PROBLEM REQUIREMENTS ->
Copy out the material word for word, from the line containing "Place a marker on every instance of the plastic bottle, each" through its final line, with both of those lines included.

Image point annotation entries

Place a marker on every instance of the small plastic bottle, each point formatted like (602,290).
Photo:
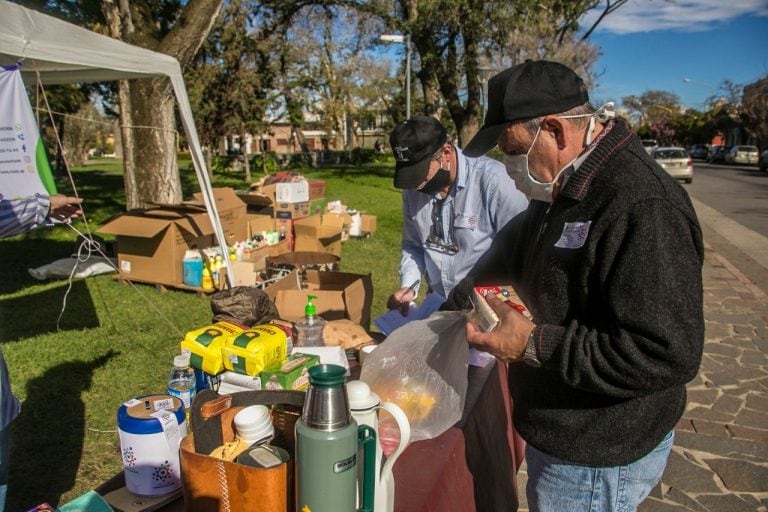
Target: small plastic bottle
(181,382)
(309,329)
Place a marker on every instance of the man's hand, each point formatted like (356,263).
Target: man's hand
(507,342)
(401,300)
(64,208)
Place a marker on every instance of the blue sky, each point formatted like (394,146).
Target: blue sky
(654,44)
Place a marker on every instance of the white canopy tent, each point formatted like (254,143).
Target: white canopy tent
(60,52)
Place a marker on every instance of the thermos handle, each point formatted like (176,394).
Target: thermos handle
(366,436)
(405,434)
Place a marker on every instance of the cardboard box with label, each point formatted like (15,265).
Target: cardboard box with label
(151,243)
(318,233)
(339,295)
(231,210)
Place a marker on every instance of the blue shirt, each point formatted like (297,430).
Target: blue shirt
(481,201)
(21,215)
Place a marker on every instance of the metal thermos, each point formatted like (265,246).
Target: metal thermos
(327,440)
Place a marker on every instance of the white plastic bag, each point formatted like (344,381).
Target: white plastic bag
(422,367)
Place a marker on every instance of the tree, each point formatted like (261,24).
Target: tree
(454,40)
(146,106)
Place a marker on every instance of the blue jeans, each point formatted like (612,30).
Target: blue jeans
(555,485)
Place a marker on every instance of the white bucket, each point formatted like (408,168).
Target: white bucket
(151,428)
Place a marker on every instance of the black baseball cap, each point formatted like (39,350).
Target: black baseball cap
(413,143)
(525,91)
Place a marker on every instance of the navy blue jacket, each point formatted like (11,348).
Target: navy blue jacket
(611,272)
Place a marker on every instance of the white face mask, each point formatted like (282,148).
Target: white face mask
(518,169)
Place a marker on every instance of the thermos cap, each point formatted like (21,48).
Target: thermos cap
(360,396)
(327,375)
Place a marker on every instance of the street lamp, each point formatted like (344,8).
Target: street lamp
(484,74)
(403,39)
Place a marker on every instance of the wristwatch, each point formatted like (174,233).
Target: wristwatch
(529,356)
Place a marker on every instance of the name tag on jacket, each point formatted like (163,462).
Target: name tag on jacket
(463,220)
(574,235)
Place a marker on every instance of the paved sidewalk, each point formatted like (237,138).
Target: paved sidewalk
(720,459)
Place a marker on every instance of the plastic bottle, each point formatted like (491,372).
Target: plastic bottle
(309,329)
(207,281)
(181,382)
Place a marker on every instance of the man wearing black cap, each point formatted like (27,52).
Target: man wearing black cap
(608,261)
(453,206)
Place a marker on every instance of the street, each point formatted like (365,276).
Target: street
(732,205)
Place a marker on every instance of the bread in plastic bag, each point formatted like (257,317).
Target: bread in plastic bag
(422,367)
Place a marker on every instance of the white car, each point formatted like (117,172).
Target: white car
(676,161)
(649,145)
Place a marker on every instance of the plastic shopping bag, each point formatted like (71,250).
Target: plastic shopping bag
(422,367)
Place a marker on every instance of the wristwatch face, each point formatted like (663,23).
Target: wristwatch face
(530,355)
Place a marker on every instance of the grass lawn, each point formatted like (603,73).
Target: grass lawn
(72,370)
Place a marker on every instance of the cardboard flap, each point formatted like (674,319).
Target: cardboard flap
(129,224)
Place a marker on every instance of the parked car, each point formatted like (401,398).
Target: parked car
(762,163)
(699,151)
(716,154)
(675,161)
(742,155)
(649,145)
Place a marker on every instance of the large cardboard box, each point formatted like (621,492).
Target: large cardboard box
(339,295)
(151,243)
(318,233)
(231,211)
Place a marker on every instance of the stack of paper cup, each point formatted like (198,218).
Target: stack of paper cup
(254,424)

CORRECT RESULT ->
Place a marker on every instance of the plastic bottle, each point formatted like (491,372).
Target: plastic bottle
(309,329)
(207,281)
(181,382)
Place a marker on every instance of the man wearing black cap, each point formatted like (27,52).
Target: man wearing black cap
(608,261)
(453,206)
Place a marker on every instance of the street, each point formatted like (365,276).
Target: street
(732,205)
Place a marker on every instance of the bread in plastic bag, each point formatted like (257,317).
Target: bread in plastic bag
(422,367)
Place a marker on every instance of the white car, each point formatted like (117,172).
Target: white car
(676,161)
(649,145)
Place a marker on every instance of the plastic shopping bag, each point formatted like (71,250).
Target: plastic shopping bag
(422,367)
Place a marker on every instance of the wristwatch face, each point formatted like (663,23).
Target: wristwatch face
(530,355)
Place a marker on every instance of the grass lawn, each point formatted like (603,73).
Target: grass lawn
(72,370)
Place a marker on every instance of the cardboard flap, each point formatted like (674,319).
Target: cardboard flap
(129,224)
Place a marker on every instance of the parked car, each point formatted like (401,398).
Target: parked car
(762,163)
(699,151)
(716,154)
(675,161)
(742,155)
(649,145)
Place a marker on every instance of the large cardboard box, each point formatted like (621,492).
Target: large cardboard box
(339,295)
(151,243)
(318,233)
(231,211)
Place a marker on every instance of the stack of paper cup, each point formatted like (198,218).
Target: stack of paper cup
(254,424)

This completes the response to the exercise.